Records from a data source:
------------------------------------
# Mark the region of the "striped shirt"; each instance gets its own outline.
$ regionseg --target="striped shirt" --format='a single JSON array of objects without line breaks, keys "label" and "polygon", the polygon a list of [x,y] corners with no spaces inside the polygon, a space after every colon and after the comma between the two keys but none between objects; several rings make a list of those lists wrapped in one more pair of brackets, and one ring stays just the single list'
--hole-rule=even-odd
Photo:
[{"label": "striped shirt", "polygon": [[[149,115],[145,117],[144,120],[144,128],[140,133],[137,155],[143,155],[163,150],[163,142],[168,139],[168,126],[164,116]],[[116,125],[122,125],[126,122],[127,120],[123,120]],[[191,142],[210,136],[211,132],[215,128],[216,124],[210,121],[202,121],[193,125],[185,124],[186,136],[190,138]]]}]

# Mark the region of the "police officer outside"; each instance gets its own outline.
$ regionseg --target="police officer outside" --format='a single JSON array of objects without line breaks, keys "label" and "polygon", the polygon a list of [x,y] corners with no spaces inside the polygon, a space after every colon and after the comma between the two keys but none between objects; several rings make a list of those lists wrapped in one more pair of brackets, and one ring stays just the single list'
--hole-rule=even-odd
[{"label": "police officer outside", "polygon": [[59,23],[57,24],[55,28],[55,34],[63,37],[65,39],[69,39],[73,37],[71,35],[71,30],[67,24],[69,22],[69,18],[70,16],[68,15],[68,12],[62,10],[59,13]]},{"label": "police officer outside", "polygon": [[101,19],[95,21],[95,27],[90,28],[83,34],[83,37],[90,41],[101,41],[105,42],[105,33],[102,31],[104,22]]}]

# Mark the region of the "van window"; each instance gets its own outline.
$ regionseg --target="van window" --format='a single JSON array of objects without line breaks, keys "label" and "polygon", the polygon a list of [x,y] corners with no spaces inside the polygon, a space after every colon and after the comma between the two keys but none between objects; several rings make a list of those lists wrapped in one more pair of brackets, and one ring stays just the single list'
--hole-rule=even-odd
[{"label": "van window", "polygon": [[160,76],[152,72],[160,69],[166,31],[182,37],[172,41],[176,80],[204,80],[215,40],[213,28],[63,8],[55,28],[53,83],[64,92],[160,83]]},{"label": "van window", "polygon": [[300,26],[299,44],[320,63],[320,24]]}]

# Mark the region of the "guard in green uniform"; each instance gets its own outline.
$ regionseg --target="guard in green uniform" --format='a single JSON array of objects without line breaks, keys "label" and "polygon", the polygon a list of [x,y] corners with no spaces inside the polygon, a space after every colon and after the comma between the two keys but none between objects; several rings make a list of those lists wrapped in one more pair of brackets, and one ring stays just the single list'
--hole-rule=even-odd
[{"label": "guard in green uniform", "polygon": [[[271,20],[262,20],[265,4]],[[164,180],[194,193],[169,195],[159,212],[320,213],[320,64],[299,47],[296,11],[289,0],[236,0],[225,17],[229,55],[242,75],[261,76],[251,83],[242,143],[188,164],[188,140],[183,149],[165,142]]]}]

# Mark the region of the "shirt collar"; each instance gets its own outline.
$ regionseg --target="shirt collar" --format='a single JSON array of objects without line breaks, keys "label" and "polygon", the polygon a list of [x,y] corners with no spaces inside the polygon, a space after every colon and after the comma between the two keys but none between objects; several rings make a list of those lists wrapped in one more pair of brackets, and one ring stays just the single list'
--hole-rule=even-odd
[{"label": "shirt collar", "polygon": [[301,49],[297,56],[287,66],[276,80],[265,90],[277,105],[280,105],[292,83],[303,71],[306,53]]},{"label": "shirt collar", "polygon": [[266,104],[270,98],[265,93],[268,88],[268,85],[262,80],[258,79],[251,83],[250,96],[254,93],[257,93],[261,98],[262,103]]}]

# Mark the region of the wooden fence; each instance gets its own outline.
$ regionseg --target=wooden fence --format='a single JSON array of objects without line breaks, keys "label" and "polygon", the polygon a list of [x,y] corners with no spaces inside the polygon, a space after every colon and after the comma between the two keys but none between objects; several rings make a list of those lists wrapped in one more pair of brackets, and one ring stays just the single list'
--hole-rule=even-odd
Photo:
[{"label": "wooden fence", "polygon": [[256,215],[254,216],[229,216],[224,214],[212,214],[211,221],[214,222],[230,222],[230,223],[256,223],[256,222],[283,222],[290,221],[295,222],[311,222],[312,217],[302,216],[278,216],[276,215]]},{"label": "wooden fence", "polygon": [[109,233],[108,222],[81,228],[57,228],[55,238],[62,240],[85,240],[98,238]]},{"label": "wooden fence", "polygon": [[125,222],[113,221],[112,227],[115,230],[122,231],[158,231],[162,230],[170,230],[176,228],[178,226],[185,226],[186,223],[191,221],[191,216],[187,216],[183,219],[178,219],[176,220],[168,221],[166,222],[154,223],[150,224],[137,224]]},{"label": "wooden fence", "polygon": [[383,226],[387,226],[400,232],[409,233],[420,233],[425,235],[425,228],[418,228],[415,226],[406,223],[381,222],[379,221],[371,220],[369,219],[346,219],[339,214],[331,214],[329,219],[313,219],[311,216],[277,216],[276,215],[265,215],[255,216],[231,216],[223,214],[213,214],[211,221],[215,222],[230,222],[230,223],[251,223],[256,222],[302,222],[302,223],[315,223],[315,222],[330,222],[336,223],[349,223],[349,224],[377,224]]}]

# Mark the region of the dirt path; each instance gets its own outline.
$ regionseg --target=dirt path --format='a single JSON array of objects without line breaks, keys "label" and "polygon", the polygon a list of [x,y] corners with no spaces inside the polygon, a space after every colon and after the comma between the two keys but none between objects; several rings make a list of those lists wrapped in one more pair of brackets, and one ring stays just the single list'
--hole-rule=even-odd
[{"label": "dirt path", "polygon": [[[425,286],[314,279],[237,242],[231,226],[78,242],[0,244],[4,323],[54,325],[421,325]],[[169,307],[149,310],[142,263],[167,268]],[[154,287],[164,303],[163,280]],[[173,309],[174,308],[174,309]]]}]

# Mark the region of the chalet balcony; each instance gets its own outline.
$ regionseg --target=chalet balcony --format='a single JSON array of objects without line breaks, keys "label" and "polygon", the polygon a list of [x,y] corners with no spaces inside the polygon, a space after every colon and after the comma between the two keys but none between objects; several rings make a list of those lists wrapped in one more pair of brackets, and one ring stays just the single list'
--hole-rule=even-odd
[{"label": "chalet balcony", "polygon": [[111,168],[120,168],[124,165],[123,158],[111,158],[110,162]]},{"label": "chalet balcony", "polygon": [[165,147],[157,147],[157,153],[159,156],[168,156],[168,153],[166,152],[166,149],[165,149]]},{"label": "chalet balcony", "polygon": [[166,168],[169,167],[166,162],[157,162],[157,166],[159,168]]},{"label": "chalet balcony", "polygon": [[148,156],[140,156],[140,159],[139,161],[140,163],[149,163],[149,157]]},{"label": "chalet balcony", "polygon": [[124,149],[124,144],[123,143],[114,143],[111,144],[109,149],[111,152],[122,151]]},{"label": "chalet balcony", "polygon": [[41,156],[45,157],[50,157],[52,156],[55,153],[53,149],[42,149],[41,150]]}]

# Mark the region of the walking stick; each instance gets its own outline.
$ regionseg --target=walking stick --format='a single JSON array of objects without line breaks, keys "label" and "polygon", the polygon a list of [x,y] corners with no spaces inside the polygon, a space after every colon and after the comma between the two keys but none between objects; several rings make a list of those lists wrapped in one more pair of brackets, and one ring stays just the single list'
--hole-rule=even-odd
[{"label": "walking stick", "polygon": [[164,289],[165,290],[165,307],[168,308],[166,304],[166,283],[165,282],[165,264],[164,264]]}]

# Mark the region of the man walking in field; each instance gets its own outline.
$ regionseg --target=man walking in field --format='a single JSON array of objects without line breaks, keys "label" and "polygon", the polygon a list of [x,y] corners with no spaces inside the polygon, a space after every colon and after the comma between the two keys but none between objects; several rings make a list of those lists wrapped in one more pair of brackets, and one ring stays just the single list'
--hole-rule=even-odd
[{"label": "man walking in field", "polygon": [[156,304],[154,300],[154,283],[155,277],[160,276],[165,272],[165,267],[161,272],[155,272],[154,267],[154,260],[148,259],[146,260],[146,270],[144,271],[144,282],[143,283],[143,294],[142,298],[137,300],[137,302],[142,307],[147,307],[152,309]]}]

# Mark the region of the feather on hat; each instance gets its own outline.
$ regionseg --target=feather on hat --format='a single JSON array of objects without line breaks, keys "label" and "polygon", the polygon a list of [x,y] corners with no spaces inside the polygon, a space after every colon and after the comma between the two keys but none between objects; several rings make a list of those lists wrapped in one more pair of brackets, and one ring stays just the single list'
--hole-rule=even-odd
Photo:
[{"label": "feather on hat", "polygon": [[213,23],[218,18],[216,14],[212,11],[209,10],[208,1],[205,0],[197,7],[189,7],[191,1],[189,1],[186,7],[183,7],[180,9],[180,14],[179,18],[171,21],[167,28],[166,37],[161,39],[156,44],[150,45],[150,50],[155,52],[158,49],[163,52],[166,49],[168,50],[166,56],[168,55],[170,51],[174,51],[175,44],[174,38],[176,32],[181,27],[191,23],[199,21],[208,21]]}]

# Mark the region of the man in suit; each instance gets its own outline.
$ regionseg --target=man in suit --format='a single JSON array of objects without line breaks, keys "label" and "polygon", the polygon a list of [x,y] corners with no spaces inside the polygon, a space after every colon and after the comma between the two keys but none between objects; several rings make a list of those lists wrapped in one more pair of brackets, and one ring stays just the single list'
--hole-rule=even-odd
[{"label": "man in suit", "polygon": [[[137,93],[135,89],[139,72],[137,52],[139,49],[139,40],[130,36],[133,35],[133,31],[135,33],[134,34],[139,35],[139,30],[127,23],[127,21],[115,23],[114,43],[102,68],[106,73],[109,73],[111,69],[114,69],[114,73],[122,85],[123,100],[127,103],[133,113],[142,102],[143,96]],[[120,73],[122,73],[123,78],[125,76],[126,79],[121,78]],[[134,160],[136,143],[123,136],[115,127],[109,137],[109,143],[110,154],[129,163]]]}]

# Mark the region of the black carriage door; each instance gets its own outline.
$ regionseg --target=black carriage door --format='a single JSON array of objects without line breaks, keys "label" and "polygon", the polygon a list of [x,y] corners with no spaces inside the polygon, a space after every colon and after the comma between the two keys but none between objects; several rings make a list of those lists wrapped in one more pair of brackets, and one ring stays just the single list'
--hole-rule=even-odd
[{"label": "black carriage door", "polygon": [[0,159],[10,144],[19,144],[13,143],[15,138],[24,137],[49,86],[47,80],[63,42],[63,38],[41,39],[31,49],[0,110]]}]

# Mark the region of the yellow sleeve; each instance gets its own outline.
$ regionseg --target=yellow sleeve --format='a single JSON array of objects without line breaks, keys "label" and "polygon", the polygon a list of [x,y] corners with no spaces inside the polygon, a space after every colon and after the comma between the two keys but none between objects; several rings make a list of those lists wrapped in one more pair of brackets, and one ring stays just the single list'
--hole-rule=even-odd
------------------------------------
Prompt: Exactly and only the lines from the line containing "# Mark the region of the black" through the last line of the entries should be copied, both ends included.

Answer to this problem:
# Mark the region of the black carriage door; each instance gets its own outline.
$ regionseg --target=black carriage door --format='a single JSON array of objects without line breaks, keys "label" and "polygon", the polygon a list of [x,y] corners with no spaces inside the polygon, a space after every colon and after the comma between the two keys but none between objects; several rings make a list of those lists wrapped in one more pair of brackets, and one ring stays just the single list'
--hole-rule=even-odd
[{"label": "black carriage door", "polygon": [[0,159],[10,144],[19,144],[13,143],[15,138],[24,137],[49,86],[47,80],[63,42],[63,38],[41,39],[31,49],[0,110]]}]

# Mark the region of the yellow sleeve; each instance gets its own outline.
$ regionseg --target=yellow sleeve --format='a single JSON array of objects without line breaks, keys "label" and "polygon", the polygon a list of [x,y] corners with no spaces inside the polygon, a space after every colon and after the comma between the two keys but none between objects; several rings make a list of those lists wrapped in one more pair of brackets, and one ring stays just the single list'
--hole-rule=even-odd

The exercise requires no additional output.